[Data extract]
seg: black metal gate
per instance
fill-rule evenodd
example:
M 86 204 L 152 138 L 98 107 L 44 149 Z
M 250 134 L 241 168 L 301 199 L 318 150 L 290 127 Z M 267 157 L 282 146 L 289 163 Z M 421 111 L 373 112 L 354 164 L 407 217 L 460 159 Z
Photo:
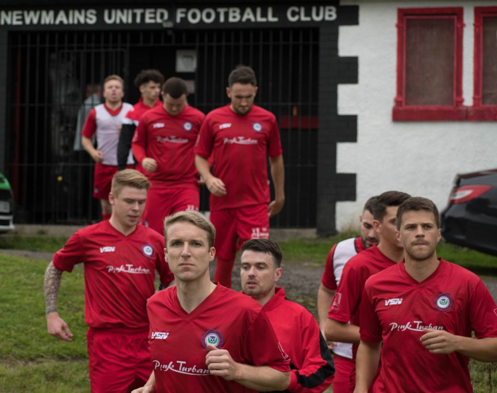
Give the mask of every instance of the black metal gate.
M 141 69 L 192 81 L 192 106 L 207 113 L 228 102 L 225 88 L 237 64 L 257 76 L 256 102 L 279 122 L 286 202 L 275 227 L 316 221 L 318 29 L 143 32 L 11 32 L 9 35 L 6 152 L 20 223 L 84 224 L 99 218 L 91 197 L 93 163 L 74 151 L 76 117 L 88 84 L 110 74 L 125 80 L 125 100 Z M 196 51 L 192 73 L 175 71 L 178 50 Z M 202 208 L 208 208 L 202 191 Z

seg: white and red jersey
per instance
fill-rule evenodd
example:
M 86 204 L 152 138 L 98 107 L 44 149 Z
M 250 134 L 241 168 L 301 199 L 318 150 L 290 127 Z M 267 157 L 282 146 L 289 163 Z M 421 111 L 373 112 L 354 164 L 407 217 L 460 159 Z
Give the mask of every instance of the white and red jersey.
M 340 282 L 342 271 L 349 260 L 364 250 L 360 236 L 352 237 L 337 243 L 331 247 L 326 259 L 321 283 L 329 290 L 336 291 Z M 347 359 L 352 359 L 352 344 L 337 342 L 333 353 Z
M 138 225 L 125 236 L 109 221 L 80 229 L 54 255 L 54 266 L 71 272 L 84 264 L 84 320 L 92 328 L 148 326 L 147 300 L 155 270 L 167 286 L 174 276 L 164 259 L 164 238 Z
M 333 298 L 328 318 L 359 326 L 359 306 L 364 283 L 370 277 L 397 262 L 387 258 L 375 245 L 359 253 L 345 264 Z M 352 345 L 355 358 L 358 344 Z
M 158 99 L 153 106 L 149 106 L 143 103 L 143 98 L 140 98 L 138 102 L 133 105 L 133 107 L 126 113 L 124 116 L 124 120 L 123 120 L 123 124 L 132 124 L 137 127 L 140 123 L 140 119 L 145 112 L 154 108 L 162 107 L 163 105 L 163 103 Z
M 329 290 L 336 290 L 345 264 L 364 249 L 360 236 L 347 239 L 333 245 L 326 259 L 321 278 L 323 285 Z
M 205 117 L 188 105 L 177 116 L 171 116 L 161 105 L 142 116 L 132 149 L 139 162 L 146 157 L 157 162 L 155 171 L 145 172 L 153 183 L 158 181 L 175 187 L 197 185 L 193 148 Z
M 208 344 L 227 350 L 235 362 L 290 371 L 265 312 L 249 296 L 218 284 L 188 313 L 173 287 L 153 296 L 147 310 L 157 393 L 254 392 L 210 374 L 205 364 Z
M 267 156 L 282 154 L 274 115 L 252 105 L 246 115 L 227 105 L 207 114 L 195 153 L 207 159 L 213 152 L 213 175 L 226 186 L 227 194 L 210 196 L 211 210 L 268 203 Z
M 110 109 L 105 104 L 101 103 L 90 110 L 83 125 L 82 134 L 91 138 L 96 133 L 96 148 L 103 153 L 104 165 L 117 165 L 117 143 L 119 140 L 119 130 L 124 116 L 133 105 L 127 102 L 115 110 Z M 130 151 L 128 164 L 134 162 Z
M 286 298 L 284 290 L 264 305 L 278 339 L 290 358 L 290 383 L 287 391 L 318 393 L 331 385 L 335 369 L 326 341 L 313 315 Z
M 424 328 L 497 337 L 497 306 L 477 276 L 439 260 L 436 270 L 420 283 L 407 273 L 403 261 L 366 282 L 361 340 L 383 341 L 372 392 L 473 392 L 467 357 L 430 353 L 419 339 Z

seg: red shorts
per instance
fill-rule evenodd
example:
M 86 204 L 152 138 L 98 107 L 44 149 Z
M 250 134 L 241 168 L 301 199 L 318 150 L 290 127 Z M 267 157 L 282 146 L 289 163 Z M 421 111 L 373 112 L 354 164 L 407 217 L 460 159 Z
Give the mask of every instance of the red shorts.
M 152 185 L 147 195 L 142 221 L 163 235 L 165 217 L 176 211 L 198 211 L 200 192 L 196 185 L 183 188 Z
M 335 377 L 333 380 L 333 393 L 348 393 L 350 389 L 350 374 L 355 367 L 351 359 L 338 355 L 333 355 L 335 363 Z
M 128 165 L 127 169 L 132 169 L 133 166 Z M 96 199 L 108 199 L 112 178 L 117 172 L 117 166 L 104 165 L 95 163 L 93 171 L 93 197 Z
M 213 210 L 210 219 L 216 228 L 216 255 L 222 259 L 234 259 L 237 250 L 247 240 L 269 237 L 269 217 L 265 203 Z
M 148 327 L 92 329 L 86 332 L 91 393 L 128 393 L 152 372 Z

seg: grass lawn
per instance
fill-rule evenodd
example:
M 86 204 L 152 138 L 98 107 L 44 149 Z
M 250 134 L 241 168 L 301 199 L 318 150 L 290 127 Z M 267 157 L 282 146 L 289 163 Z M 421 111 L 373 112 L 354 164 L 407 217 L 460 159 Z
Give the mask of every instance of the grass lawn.
M 47 332 L 43 277 L 48 262 L 10 256 L 0 258 L 0 392 L 89 392 L 84 324 L 83 269 L 62 279 L 61 315 L 73 342 Z
M 296 240 L 281 244 L 285 263 L 324 265 L 331 245 L 350 234 L 332 238 Z M 0 249 L 55 252 L 64 238 L 0 237 Z M 497 258 L 442 244 L 438 255 L 472 270 L 497 276 Z M 43 276 L 48 262 L 0 256 L 0 392 L 82 393 L 89 392 L 86 326 L 84 322 L 83 269 L 63 276 L 59 312 L 74 334 L 61 341 L 46 330 Z M 311 310 L 311 311 L 315 311 Z M 497 364 L 470 361 L 476 393 L 497 392 Z M 441 377 L 441 378 L 443 378 Z M 327 391 L 331 392 L 331 389 Z

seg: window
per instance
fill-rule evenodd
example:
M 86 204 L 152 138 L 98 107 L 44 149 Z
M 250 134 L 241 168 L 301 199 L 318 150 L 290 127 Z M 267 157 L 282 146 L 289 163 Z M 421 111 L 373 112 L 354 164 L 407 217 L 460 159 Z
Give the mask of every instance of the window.
M 473 92 L 468 118 L 497 119 L 497 7 L 475 7 Z
M 394 120 L 465 120 L 462 7 L 399 8 Z

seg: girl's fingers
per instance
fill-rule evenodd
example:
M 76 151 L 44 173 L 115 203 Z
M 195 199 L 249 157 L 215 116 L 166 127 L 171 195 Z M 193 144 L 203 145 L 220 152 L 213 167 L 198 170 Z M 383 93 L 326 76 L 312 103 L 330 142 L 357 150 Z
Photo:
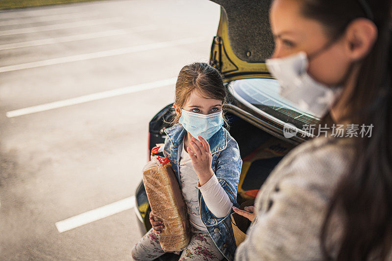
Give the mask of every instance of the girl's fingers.
M 234 212 L 235 212 L 237 214 L 244 216 L 248 219 L 250 219 L 251 214 L 249 212 L 248 212 L 247 211 L 245 211 L 245 210 L 241 210 L 239 209 L 237 209 L 235 207 L 233 207 L 233 210 L 234 210 Z
M 203 143 L 202 143 L 200 141 L 197 141 L 197 139 L 193 138 L 192 139 L 192 141 L 195 142 L 195 143 L 196 144 L 196 146 L 197 146 L 197 147 L 199 148 L 200 151 L 202 153 L 203 152 L 207 152 L 207 151 L 205 150 L 205 148 L 204 148 L 204 146 L 203 145 Z
M 205 140 L 205 139 L 203 138 L 201 136 L 199 136 L 199 139 L 200 139 L 200 141 L 201 142 L 201 143 L 203 144 L 203 146 L 204 147 L 204 149 L 206 152 L 210 152 L 211 151 L 211 149 L 210 148 L 210 144 L 208 144 L 208 142 L 207 142 L 207 141 Z
M 192 150 L 191 149 L 191 148 L 189 147 L 187 147 L 187 150 L 188 150 L 188 154 L 189 154 L 189 156 L 191 157 L 191 159 L 193 161 L 193 160 L 196 159 L 196 155 L 195 155 Z
M 198 158 L 200 158 L 200 157 L 201 156 L 201 151 L 200 151 L 200 149 L 197 145 L 196 145 L 196 143 L 192 141 L 191 141 L 189 142 L 189 144 L 190 144 L 191 146 L 192 146 L 193 151 L 195 152 L 195 154 L 196 154 L 196 157 Z
M 256 210 L 256 208 L 255 208 L 253 206 L 249 206 L 249 207 L 245 207 L 244 208 L 245 210 L 246 211 L 248 211 L 249 212 L 253 213 L 254 212 L 255 210 Z

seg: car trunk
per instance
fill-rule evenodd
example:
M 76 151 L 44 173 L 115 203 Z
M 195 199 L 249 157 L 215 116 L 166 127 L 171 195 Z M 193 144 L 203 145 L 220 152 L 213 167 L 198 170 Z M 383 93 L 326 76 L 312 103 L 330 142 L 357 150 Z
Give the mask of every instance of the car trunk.
M 271 78 L 265 59 L 274 43 L 269 21 L 270 0 L 211 0 L 221 6 L 210 62 L 225 80 Z

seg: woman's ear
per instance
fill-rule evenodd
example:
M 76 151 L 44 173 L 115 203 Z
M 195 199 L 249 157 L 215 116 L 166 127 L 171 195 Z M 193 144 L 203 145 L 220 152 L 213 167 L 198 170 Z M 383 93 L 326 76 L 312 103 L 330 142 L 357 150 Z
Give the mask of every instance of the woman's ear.
M 348 26 L 345 33 L 345 51 L 353 61 L 364 58 L 371 50 L 378 31 L 374 23 L 365 18 L 357 18 Z
M 173 106 L 174 106 L 174 109 L 175 110 L 175 113 L 176 114 L 177 114 L 177 116 L 178 117 L 181 117 L 181 108 L 179 106 L 176 105 L 175 104 L 173 104 Z

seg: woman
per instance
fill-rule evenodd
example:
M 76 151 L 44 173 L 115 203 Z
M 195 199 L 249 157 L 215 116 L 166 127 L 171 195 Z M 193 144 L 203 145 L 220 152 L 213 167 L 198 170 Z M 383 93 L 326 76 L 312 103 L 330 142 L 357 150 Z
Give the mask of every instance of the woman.
M 273 1 L 276 46 L 267 65 L 282 93 L 303 97 L 330 131 L 291 151 L 271 173 L 235 260 L 392 259 L 391 4 Z M 373 128 L 339 137 L 338 124 L 346 133 Z

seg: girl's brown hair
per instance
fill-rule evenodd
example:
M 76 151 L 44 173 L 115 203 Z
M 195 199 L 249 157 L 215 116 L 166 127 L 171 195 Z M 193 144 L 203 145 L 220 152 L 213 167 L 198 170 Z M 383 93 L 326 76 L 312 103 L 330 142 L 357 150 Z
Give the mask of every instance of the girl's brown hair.
M 183 108 L 193 91 L 203 98 L 220 100 L 222 103 L 226 101 L 227 90 L 221 74 L 206 63 L 196 62 L 182 68 L 175 83 L 174 104 Z M 224 124 L 228 128 L 223 107 L 222 111 Z M 172 120 L 169 123 L 172 126 L 178 122 L 179 119 L 173 111 Z

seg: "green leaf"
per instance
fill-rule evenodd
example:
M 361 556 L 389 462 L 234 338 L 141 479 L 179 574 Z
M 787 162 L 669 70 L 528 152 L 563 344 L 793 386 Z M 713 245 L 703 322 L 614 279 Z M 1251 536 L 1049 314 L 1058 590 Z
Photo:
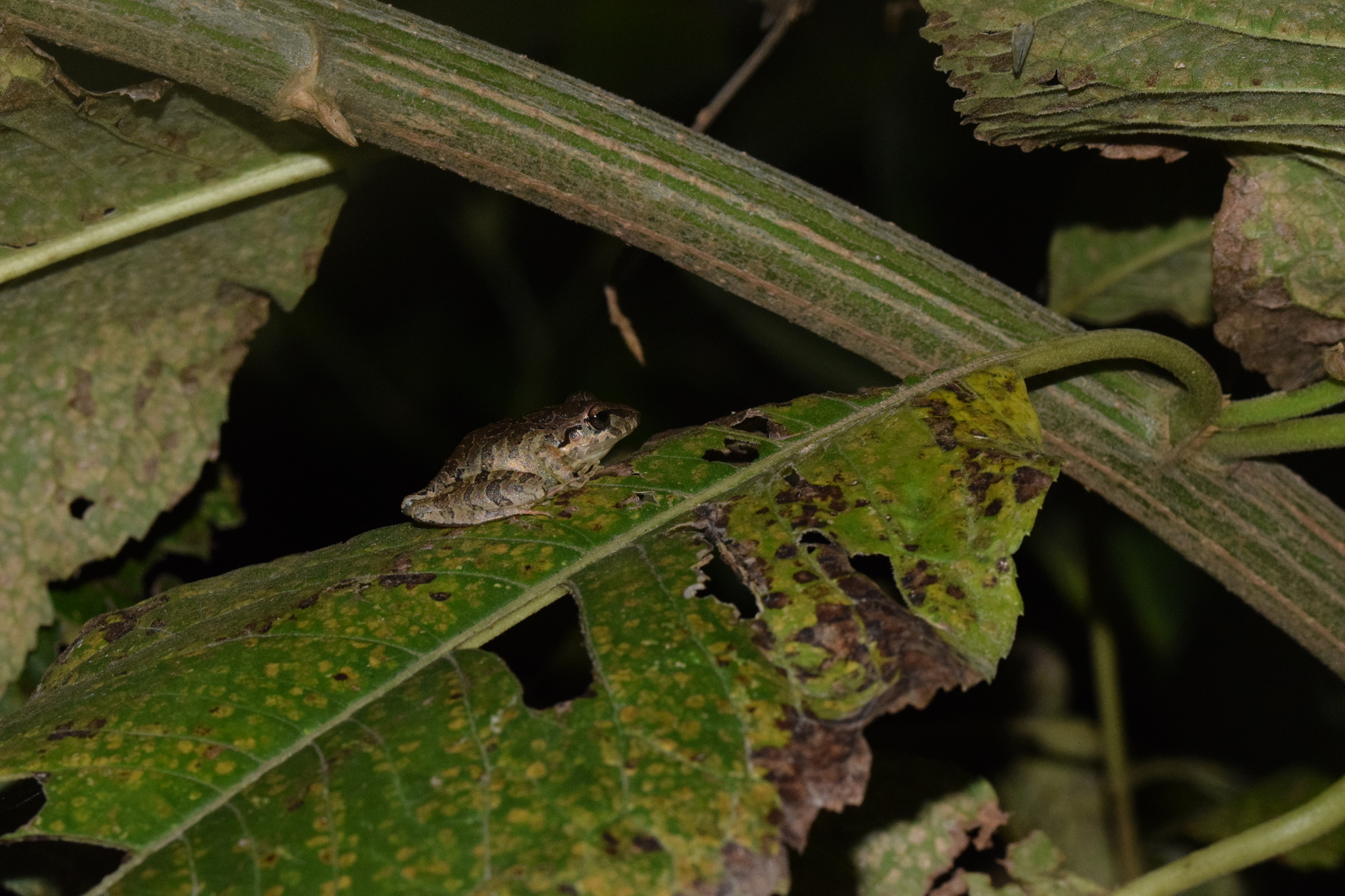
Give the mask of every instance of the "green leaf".
M 104 615 L 0 721 L 0 779 L 48 799 L 19 836 L 126 849 L 136 893 L 769 892 L 780 844 L 862 797 L 862 725 L 1007 652 L 1040 438 L 1007 368 L 806 396 L 655 438 L 550 517 L 379 529 Z M 757 618 L 697 598 L 714 549 Z M 855 571 L 878 557 L 905 606 Z M 564 594 L 594 696 L 531 711 L 463 649 Z
M 237 183 L 328 145 L 311 128 L 168 81 L 89 94 L 16 28 L 0 32 L 0 281 L 141 232 L 147 226 L 331 171 Z M 311 171 L 309 171 L 311 169 Z M 274 177 L 274 175 L 272 175 Z M 233 191 L 233 192 L 230 192 Z M 208 193 L 219 193 L 215 200 Z M 229 193 L 229 195 L 225 195 Z M 198 196 L 195 201 L 188 197 Z M 152 220 L 149 220 L 152 219 Z M 143 222 L 141 226 L 130 226 Z M 105 236 L 100 236 L 104 234 Z M 292 309 L 312 279 L 277 258 L 268 289 Z
M 913 821 L 870 834 L 855 849 L 859 896 L 924 896 L 967 846 L 989 849 L 1007 818 L 986 780 L 928 803 Z
M 343 196 L 291 192 L 0 290 L 0 681 L 51 621 L 46 583 L 143 537 L 215 455 L 266 292 L 315 262 Z
M 1108 230 L 1059 227 L 1050 238 L 1050 309 L 1098 326 L 1166 313 L 1188 326 L 1208 324 L 1209 220 Z
M 1182 833 L 1212 844 L 1298 809 L 1334 779 L 1314 768 L 1284 768 L 1248 787 L 1221 806 L 1193 818 Z M 1345 864 L 1345 825 L 1279 857 L 1299 870 L 1332 870 Z
M 1087 724 L 1081 719 L 1059 721 L 1077 723 L 1080 733 Z M 1091 733 L 1096 748 L 1096 731 Z M 1017 759 L 997 779 L 997 789 L 1009 813 L 1006 836 L 1026 837 L 1040 829 L 1060 844 L 1071 869 L 1099 884 L 1116 883 L 1116 860 L 1107 833 L 1106 789 L 1095 767 L 1081 764 L 1077 758 L 1073 762 Z
M 1215 220 L 1215 336 L 1274 388 L 1325 376 L 1345 339 L 1345 164 L 1306 154 L 1233 160 Z
M 1345 24 L 1313 0 L 929 0 L 921 31 L 976 136 L 1025 149 L 1202 137 L 1338 152 Z M 1033 24 L 1021 77 L 1011 35 Z
M 1003 866 L 1013 883 L 994 887 L 989 875 L 954 869 L 967 846 L 989 849 L 995 829 L 1006 821 L 1009 815 L 985 780 L 928 803 L 913 821 L 870 834 L 855 850 L 859 896 L 1102 896 L 1107 892 L 1061 870 L 1064 854 L 1040 830 L 1009 845 Z M 976 832 L 975 840 L 971 832 Z M 933 889 L 933 883 L 951 869 L 952 876 Z
M 208 208 L 175 201 L 313 145 L 196 91 L 132 99 L 168 86 L 89 95 L 0 32 L 0 279 L 28 273 L 0 289 L 0 689 L 52 621 L 47 580 L 144 536 L 215 455 L 268 297 L 299 301 L 344 197 L 291 189 L 31 274 L 137 232 L 118 222 Z

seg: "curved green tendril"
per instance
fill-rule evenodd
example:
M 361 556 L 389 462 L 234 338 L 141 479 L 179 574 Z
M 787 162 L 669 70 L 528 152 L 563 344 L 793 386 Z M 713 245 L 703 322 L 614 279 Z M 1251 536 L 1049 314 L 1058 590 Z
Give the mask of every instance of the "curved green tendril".
M 1295 416 L 1307 416 L 1345 402 L 1345 383 L 1322 380 L 1293 392 L 1274 392 L 1243 402 L 1233 402 L 1219 415 L 1220 429 L 1276 423 Z
M 1345 778 L 1298 809 L 1137 877 L 1111 896 L 1173 896 L 1309 844 L 1345 822 Z
M 1212 424 L 1224 407 L 1219 375 L 1185 343 L 1138 329 L 1103 329 L 1045 340 L 997 356 L 1025 379 L 1075 364 L 1114 359 L 1138 359 L 1163 368 L 1186 391 L 1173 403 L 1169 433 L 1173 446 L 1181 446 Z
M 1345 446 L 1345 414 L 1323 414 L 1297 420 L 1215 433 L 1205 449 L 1220 458 L 1268 457 Z

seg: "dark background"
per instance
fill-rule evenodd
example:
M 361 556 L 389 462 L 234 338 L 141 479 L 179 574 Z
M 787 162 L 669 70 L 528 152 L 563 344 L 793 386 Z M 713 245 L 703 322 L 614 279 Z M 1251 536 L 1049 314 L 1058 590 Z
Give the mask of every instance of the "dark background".
M 436 0 L 402 3 L 523 52 L 670 118 L 690 122 L 756 46 L 761 8 L 745 0 Z M 818 0 L 710 134 L 798 175 L 1034 297 L 1064 220 L 1114 224 L 1212 214 L 1227 164 L 1198 149 L 1173 165 L 1106 161 L 1091 150 L 993 148 L 958 121 L 956 91 L 933 70 L 924 15 L 881 0 Z M 608 322 L 616 277 L 644 343 L 640 367 Z M 1236 398 L 1267 391 L 1233 356 L 1169 320 L 1139 325 L 1204 352 Z M 238 372 L 222 461 L 239 477 L 247 523 L 218 536 L 198 578 L 324 547 L 402 521 L 468 431 L 576 390 L 640 408 L 629 439 L 800 394 L 892 383 L 868 361 L 619 240 L 428 165 L 387 159 L 351 177 L 317 281 L 293 313 L 273 309 Z M 1297 469 L 1334 500 L 1333 455 Z M 1095 496 L 1061 481 L 1045 514 L 1088 520 L 1088 539 L 1141 545 L 1163 583 L 1176 633 L 1146 634 L 1132 599 L 1100 587 L 1122 649 L 1131 751 L 1198 756 L 1251 778 L 1291 764 L 1345 772 L 1345 686 L 1236 596 Z M 1030 548 L 1030 540 L 1029 540 Z M 1102 553 L 1106 553 L 1103 551 Z M 1020 553 L 1022 631 L 1069 660 L 1073 709 L 1093 715 L 1087 627 Z M 713 572 L 713 571 L 712 571 Z M 1106 564 L 1095 582 L 1115 576 Z M 714 576 L 732 599 L 722 571 Z M 557 638 L 557 631 L 566 631 Z M 549 705 L 588 684 L 573 604 L 554 604 L 494 645 Z M 843 893 L 843 857 L 865 829 L 920 799 L 991 775 L 1021 711 L 1013 664 L 994 685 L 943 695 L 869 731 L 878 794 L 829 817 L 795 861 L 796 893 Z M 1142 821 L 1161 799 L 1141 794 Z M 1255 892 L 1345 892 L 1340 873 L 1247 875 Z

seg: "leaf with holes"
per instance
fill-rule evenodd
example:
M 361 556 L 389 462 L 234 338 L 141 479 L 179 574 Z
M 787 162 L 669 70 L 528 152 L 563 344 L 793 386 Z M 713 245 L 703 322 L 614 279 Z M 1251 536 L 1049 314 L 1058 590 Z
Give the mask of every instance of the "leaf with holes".
M 995 829 L 1006 821 L 1009 815 L 985 780 L 928 803 L 915 819 L 870 834 L 855 849 L 859 896 L 1103 896 L 1107 892 L 1064 870 L 1065 856 L 1040 830 L 1009 845 L 1001 864 L 1010 883 L 1003 887 L 995 887 L 990 875 L 954 866 L 970 853 L 968 846 L 978 852 L 989 849 Z M 943 883 L 935 887 L 940 879 Z
M 77 107 L 83 91 L 0 31 L 0 279 L 43 243 L 312 141 L 190 91 L 143 98 L 164 87 Z M 0 692 L 52 619 L 47 582 L 143 537 L 191 489 L 269 298 L 293 308 L 312 282 L 344 193 L 276 196 L 0 289 Z
M 927 0 L 921 31 L 993 144 L 1025 149 L 1201 137 L 1345 149 L 1338 4 Z M 1013 34 L 1033 27 L 1021 74 Z M 1134 148 L 1131 148 L 1134 150 Z M 1157 154 L 1157 150 L 1153 150 Z
M 1007 368 L 652 439 L 549 516 L 401 525 L 93 619 L 0 721 L 17 834 L 118 892 L 768 893 L 876 715 L 994 673 L 1054 463 Z M 390 498 L 395 500 L 395 497 Z M 718 551 L 757 614 L 703 594 Z M 484 643 L 569 594 L 592 695 Z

[What is required]
List every line in the rows above that contains the word "background". Case counts.

[Full response]
seg: "dark background"
Give the mask of every instance of the "dark background".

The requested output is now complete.